** TASK TO CARRY OUT **
Edit the lines from the one containing "entry: white door frame" through the one containing "Trace every instance of the white" by swapping "white door frame" for "white door trim". Change nothing else, and give back only those lines.

** RECORDS SHOWN **
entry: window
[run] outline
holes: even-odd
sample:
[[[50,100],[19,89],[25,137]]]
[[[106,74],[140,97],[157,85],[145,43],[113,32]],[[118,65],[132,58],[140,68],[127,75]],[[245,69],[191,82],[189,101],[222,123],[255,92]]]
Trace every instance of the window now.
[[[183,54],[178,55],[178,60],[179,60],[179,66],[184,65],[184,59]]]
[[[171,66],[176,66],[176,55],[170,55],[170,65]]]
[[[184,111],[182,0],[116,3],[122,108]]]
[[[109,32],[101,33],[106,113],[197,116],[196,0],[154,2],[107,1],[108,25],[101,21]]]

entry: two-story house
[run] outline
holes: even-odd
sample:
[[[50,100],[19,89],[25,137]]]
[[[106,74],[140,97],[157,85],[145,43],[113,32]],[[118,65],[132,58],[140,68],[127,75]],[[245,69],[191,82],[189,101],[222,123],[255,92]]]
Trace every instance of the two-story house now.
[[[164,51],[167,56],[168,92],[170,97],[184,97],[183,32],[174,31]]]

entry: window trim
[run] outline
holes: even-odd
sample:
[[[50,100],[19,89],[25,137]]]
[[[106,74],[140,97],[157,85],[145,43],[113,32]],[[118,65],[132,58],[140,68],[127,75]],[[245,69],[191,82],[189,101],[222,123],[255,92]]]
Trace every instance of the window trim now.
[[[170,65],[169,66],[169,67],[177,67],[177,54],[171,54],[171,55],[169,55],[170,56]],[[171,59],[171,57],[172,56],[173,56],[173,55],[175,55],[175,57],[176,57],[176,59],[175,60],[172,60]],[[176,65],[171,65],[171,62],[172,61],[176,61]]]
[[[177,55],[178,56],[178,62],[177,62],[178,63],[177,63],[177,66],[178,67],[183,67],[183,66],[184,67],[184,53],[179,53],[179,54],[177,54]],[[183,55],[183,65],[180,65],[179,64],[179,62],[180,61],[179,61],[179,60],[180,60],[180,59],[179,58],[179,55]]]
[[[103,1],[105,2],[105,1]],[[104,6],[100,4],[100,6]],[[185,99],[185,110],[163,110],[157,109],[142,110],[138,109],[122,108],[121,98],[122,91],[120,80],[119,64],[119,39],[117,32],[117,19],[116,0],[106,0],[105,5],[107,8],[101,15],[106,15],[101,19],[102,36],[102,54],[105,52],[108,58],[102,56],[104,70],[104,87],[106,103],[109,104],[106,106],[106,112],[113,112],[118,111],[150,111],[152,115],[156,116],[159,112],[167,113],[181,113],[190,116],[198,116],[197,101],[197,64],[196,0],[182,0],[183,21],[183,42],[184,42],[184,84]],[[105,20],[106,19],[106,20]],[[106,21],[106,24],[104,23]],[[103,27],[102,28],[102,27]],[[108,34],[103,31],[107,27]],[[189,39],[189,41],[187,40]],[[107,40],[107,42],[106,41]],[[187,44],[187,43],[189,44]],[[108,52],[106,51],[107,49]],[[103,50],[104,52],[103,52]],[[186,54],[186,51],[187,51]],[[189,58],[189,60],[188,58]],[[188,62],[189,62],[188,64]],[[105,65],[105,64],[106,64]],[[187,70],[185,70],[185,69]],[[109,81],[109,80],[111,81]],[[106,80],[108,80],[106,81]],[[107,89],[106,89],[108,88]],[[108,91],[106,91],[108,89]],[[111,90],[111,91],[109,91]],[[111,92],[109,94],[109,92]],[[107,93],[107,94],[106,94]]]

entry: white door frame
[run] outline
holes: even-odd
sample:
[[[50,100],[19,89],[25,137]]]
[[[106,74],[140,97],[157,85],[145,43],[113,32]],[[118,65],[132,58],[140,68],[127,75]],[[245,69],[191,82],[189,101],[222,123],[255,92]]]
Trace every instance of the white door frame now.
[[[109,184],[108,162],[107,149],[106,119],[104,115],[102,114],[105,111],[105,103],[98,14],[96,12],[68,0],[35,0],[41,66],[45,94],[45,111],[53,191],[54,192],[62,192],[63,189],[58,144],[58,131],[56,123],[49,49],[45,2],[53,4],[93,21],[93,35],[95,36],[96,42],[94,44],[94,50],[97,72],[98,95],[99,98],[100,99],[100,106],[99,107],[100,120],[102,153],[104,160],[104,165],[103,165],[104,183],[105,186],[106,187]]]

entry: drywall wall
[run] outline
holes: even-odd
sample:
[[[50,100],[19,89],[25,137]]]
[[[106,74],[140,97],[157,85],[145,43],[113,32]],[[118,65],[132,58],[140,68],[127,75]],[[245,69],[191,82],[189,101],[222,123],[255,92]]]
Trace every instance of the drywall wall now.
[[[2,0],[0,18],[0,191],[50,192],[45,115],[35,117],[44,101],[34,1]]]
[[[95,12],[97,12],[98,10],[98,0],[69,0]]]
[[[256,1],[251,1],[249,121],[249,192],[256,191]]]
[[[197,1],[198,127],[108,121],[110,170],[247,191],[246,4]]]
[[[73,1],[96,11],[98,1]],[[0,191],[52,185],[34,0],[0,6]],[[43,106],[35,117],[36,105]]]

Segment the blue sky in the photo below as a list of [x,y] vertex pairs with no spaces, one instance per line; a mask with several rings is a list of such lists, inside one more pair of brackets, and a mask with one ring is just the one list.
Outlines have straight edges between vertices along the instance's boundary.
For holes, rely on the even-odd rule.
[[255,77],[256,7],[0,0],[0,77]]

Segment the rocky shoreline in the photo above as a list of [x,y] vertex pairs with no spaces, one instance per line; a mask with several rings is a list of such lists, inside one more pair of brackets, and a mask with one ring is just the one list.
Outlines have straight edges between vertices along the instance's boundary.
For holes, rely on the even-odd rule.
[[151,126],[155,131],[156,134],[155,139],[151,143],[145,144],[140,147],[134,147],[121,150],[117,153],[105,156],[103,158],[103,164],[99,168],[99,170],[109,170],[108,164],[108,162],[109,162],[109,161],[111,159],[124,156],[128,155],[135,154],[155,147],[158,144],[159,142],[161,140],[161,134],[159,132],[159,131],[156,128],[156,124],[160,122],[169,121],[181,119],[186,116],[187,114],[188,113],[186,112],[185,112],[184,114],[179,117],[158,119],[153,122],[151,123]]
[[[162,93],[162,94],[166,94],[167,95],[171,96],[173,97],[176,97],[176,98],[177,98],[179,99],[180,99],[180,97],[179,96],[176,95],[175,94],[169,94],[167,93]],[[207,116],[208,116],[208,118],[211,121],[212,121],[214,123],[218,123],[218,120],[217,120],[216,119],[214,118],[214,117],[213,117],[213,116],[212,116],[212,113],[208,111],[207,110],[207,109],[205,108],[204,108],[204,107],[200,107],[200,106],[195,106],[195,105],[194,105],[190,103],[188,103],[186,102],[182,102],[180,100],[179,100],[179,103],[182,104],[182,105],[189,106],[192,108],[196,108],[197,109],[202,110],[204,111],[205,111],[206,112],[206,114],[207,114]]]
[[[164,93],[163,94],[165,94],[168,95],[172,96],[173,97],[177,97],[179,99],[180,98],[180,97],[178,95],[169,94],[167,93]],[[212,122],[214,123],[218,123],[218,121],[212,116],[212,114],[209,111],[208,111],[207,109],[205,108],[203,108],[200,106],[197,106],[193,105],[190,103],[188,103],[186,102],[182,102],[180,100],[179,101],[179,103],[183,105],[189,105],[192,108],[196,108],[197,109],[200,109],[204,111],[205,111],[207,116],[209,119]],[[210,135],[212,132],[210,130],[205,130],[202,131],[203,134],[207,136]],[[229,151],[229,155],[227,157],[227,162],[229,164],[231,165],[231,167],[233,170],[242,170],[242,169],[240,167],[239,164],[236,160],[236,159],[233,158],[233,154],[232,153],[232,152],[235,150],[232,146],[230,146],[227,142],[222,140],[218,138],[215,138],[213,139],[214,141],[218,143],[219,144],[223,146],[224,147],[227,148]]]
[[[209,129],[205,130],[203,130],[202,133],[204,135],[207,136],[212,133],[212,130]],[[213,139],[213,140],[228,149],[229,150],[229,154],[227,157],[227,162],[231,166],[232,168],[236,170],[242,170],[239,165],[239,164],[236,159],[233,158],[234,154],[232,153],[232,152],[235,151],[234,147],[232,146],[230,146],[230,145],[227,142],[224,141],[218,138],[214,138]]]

** TASK RESULT **
entry: white door trim
[run] outline
holes: even-odd
sample:
[[[50,100],[19,89],[25,137]]]
[[[106,74],[140,97],[157,85],[145,43],[113,32]],[[118,65],[132,58],[140,68],[127,75]],[[245,69],[191,82],[189,101],[222,123],[255,92]]]
Trace every instance of the white door trim now.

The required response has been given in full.